Part of a data file:
::::::::::

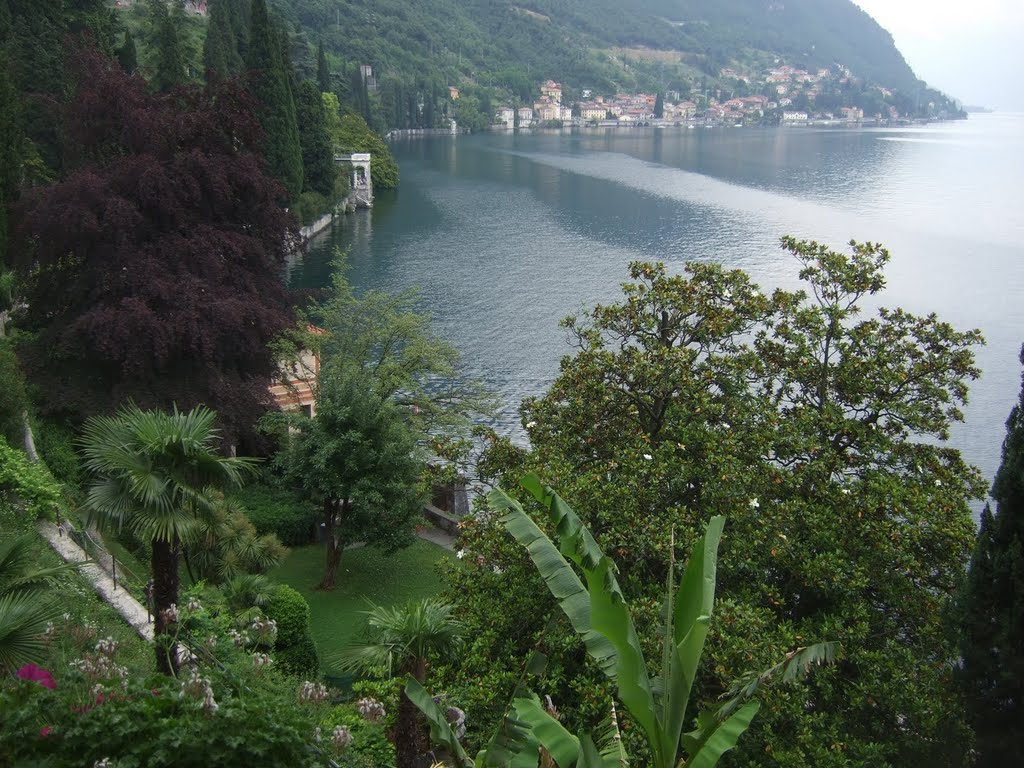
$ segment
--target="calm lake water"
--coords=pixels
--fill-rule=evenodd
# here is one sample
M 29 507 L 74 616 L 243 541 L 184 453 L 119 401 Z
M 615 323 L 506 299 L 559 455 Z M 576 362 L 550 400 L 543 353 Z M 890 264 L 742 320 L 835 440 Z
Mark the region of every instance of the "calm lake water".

::::::::::

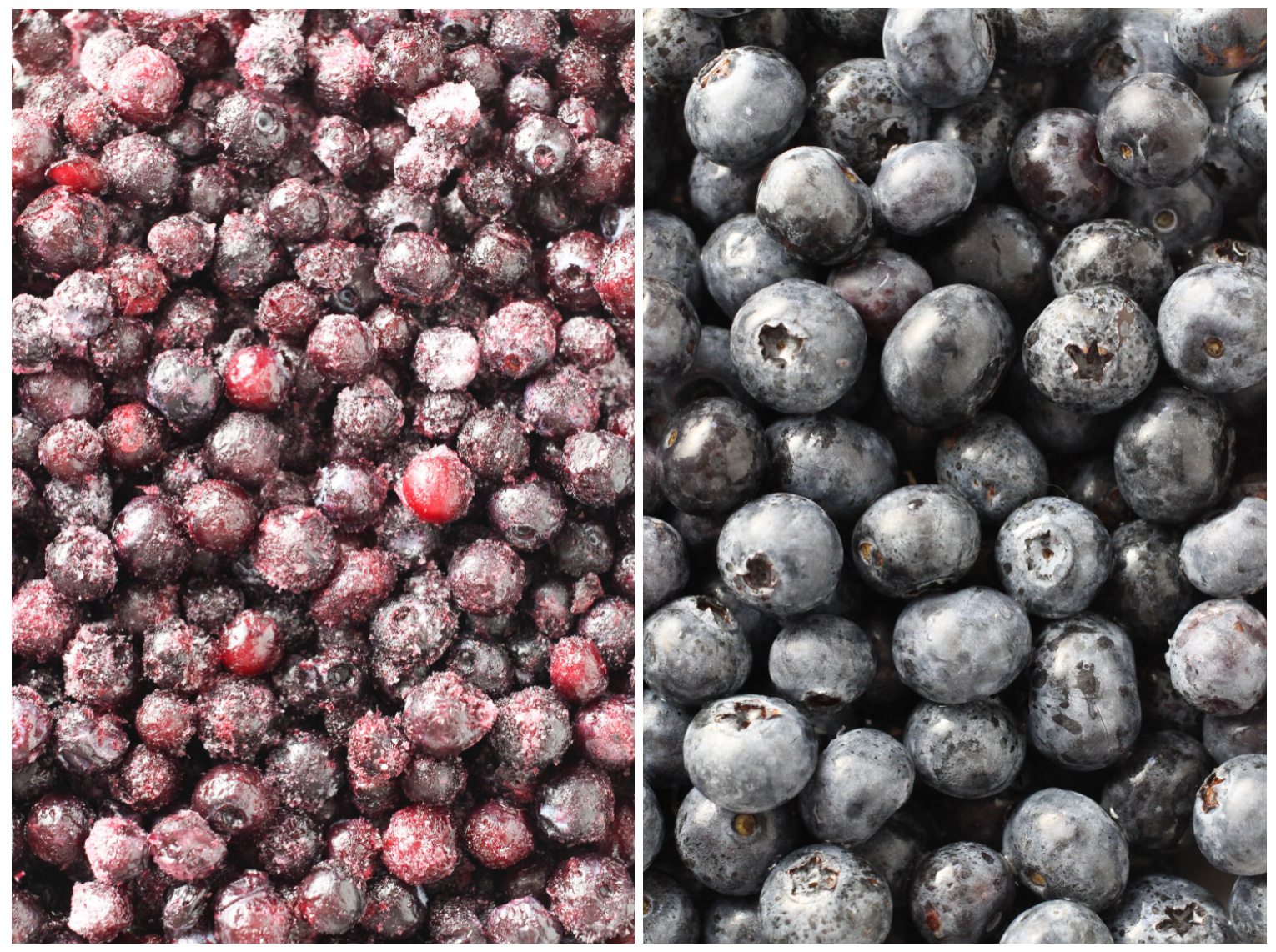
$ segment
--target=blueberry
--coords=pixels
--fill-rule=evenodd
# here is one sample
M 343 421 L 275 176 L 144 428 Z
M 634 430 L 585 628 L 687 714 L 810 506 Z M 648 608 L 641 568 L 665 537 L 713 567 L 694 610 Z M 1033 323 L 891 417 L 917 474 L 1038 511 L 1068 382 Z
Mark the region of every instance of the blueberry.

::::::::::

STATED TASK — Collect each row above that contains the string "calm". Copy those rows in full.

SOLVED EXERCISE —
--target="calm lake water"
Mark the region of every instance of the "calm lake water".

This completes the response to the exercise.